━━━━━ Texto fornecido ━━━━━

Xica Manicongo, considerada a primeira travesti não indígena do Brasil, será homenageada pelo enredo do Paraíso do Tuiuti, no Sambódromo da Marquês de Sapucaí, no Rio de Janeiro (RJ), nesta terça-feira (4).
O compositor Cláudio Russo contou, em entrevista ao Brasil de Fato, como foi o processo de composição do samba que vai embalar a escola na terceira noite do Carnaval do Rio.
“Eu conheci uma entidade chamada Dona Praia e ela consta na letra do samba. Ela foi me contando tantas coisas que eu percebi isso que você falou em off, eu não poderia fazer um samba com uma narrativa comum, começo, meio e fim. Eu percebi que a Xica era muito mais do que um personagem da história. É uma ideia”, pontuou.
História
Sequestrada no Congo para ser escravizada em Salvador no século 16, Xica Manicongo foi batizada como Francisco. Sua história foi descoberta pelo antropólogo Luiz Mott, fundador do Grupo Gay da Bahia, que encontrou nos arquivos da Torre do Tombo, em Lisboa, uma denúncia de sodomia feita em 1591 à Inquisição.
Segundo os documentos, Xica faria parte de “uma quadrilha de feiticeiros sodomitas”. A palavra sodomia se refere a uma interpretação de uma passagem bíblica que faz referência a atos considerados imorais. Os arquivos diziam também que Xica, que trabalhou como sapateira na capital baiana, tinha grande resistência em usar roupas ligadas ao imaginário masculino.

━━━━━ Dados extraídos ━━━━━

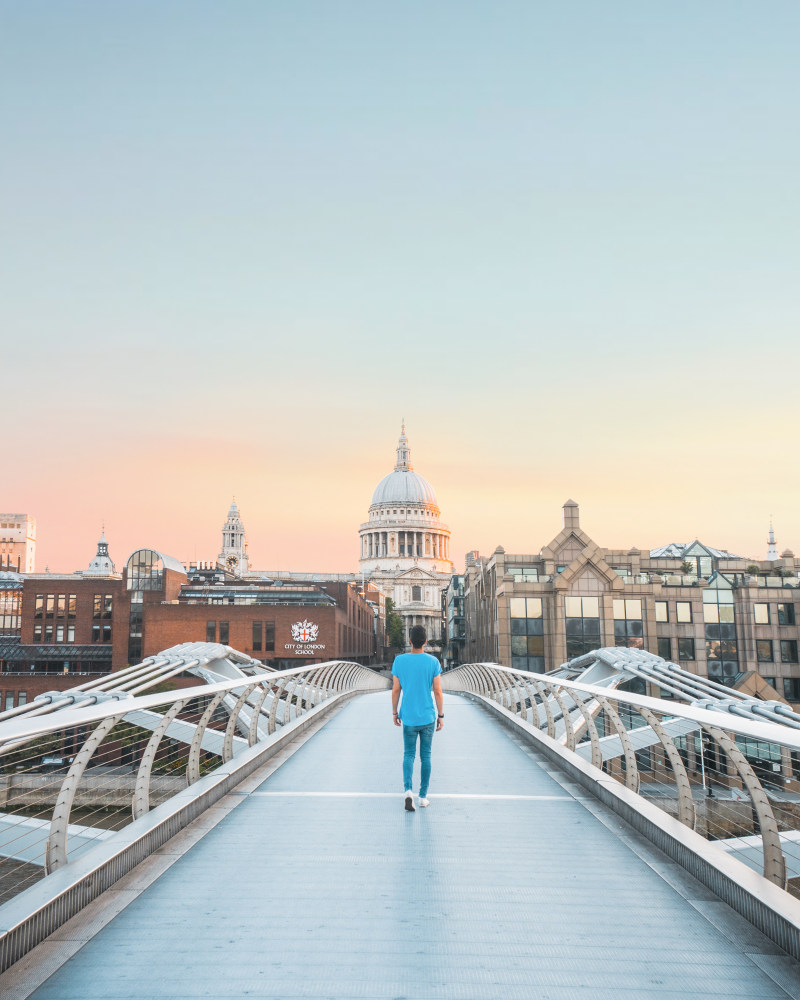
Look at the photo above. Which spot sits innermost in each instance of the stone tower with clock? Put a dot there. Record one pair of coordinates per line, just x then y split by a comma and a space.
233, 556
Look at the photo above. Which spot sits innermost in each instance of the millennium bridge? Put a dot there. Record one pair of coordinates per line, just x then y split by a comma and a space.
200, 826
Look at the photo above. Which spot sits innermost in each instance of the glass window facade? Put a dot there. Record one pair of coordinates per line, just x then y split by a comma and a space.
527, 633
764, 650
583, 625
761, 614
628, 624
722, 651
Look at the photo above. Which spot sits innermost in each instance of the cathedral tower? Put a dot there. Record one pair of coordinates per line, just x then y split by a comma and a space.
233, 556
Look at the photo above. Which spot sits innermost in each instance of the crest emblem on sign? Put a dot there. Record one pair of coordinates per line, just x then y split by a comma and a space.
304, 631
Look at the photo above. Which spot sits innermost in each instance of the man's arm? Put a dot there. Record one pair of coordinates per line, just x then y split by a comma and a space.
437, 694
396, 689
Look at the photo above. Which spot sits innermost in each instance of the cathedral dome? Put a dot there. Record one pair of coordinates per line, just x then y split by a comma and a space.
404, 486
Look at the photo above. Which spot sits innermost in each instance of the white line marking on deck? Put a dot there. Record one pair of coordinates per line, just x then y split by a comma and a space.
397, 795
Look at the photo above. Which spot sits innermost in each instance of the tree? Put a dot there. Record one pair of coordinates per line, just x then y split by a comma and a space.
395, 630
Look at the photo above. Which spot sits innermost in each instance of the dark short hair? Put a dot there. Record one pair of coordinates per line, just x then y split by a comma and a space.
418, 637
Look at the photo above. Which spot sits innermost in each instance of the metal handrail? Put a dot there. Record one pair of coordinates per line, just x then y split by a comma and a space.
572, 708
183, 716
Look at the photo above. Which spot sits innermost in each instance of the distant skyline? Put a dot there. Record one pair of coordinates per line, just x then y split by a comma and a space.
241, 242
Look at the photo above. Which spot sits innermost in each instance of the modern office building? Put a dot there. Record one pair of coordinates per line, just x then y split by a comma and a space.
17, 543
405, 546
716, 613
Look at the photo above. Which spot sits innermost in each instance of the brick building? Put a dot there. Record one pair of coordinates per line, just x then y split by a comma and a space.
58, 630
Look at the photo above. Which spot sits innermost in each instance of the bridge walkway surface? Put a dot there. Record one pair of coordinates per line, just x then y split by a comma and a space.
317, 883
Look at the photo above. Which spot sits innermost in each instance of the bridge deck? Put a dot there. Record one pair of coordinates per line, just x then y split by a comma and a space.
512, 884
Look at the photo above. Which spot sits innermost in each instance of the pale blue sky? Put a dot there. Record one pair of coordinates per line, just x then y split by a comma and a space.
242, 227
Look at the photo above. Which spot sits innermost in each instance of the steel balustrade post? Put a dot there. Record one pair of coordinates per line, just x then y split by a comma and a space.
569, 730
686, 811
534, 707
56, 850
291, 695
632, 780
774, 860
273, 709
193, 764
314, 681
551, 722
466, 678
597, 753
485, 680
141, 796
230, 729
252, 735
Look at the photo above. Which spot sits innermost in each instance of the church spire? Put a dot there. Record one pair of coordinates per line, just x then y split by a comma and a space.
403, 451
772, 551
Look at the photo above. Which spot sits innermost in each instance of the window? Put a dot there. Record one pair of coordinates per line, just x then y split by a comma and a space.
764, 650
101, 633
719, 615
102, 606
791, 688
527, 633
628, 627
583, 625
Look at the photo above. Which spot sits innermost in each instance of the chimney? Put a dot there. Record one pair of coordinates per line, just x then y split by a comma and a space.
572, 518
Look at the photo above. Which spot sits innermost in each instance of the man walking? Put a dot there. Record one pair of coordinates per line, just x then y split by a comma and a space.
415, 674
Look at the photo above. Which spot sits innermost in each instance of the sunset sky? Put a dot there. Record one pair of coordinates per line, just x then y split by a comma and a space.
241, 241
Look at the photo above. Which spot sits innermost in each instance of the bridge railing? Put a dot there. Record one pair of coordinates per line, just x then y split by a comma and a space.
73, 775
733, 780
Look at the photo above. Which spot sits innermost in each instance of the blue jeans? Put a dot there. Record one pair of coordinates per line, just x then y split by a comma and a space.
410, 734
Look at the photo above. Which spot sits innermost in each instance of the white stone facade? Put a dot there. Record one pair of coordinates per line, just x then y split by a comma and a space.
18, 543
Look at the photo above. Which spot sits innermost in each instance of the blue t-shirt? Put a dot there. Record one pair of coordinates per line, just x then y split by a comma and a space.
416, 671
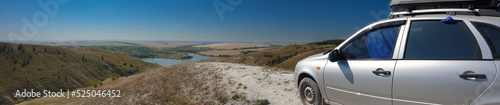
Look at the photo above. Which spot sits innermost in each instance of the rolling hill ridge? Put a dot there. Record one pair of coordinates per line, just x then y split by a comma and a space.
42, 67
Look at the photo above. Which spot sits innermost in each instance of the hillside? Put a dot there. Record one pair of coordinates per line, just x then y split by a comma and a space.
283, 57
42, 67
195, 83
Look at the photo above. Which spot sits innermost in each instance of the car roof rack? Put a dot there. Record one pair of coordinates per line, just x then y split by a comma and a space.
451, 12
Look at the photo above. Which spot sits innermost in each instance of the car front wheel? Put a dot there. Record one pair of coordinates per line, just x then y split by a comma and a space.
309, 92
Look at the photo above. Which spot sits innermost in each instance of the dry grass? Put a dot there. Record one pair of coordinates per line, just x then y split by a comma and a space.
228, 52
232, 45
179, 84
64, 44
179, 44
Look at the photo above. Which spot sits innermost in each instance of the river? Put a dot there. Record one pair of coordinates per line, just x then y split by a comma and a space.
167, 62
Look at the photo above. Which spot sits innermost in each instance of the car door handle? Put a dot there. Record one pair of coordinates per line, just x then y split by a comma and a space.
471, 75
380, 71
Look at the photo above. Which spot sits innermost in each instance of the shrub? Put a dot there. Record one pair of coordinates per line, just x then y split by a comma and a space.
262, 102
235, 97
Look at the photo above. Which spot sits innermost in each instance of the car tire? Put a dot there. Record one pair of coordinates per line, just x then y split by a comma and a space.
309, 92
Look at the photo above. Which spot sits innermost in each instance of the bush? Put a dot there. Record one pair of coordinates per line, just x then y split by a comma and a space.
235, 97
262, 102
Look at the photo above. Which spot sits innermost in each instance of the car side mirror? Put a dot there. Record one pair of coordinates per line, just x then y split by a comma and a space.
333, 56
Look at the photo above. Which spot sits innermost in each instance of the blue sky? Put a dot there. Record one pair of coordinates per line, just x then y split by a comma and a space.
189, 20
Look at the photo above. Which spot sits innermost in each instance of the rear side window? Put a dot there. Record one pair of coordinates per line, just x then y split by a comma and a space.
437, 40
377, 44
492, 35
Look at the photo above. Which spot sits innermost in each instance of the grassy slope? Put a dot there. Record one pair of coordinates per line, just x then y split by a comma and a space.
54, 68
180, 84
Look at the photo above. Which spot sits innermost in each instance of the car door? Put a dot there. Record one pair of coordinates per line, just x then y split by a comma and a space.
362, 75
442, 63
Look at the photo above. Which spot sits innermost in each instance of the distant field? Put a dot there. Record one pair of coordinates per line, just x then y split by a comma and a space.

━━━━━

Instruções das tarefas:
1: Responda, com base no texto sobre Xica Manicongo:
(a) Qual escola de samba presta a homenagem?
(b) Quem descobriu a história de Xica Manicongo?
(c) Em que ano foi feita a denúncia de sodomia à Inquisição?
2: Transcreva o trecho do texto sobre Xica Manicongo de "Xica Manicongo, considerada" a "Carnaval do Rio.", substituindo "compositor" por "sambista".
A listagem não tem relação com o texto.

Respostas do exercício:
1:
(a) O Paraíso do Tuiuti.
(b) O antropólogo Luiz Mott, fundador do Grupo Gay da Bahia.
(c) Em 1591.

2:
Xica Manicongo, considerada a primeira travesti não indígena do Brasil, será homenageada pelo enredo do Paraíso do Tuiuti, no Sambódromo da Marquês de Sapucaí, no Rio de Janeiro (RJ), nesta terça-feira (4).
O sambista Cláudio Russo contou, em entrevista ao Brasil de Fato, como foi o processo de composição do samba que vai embalar a escola na terceira noite do Carnaval do Rio.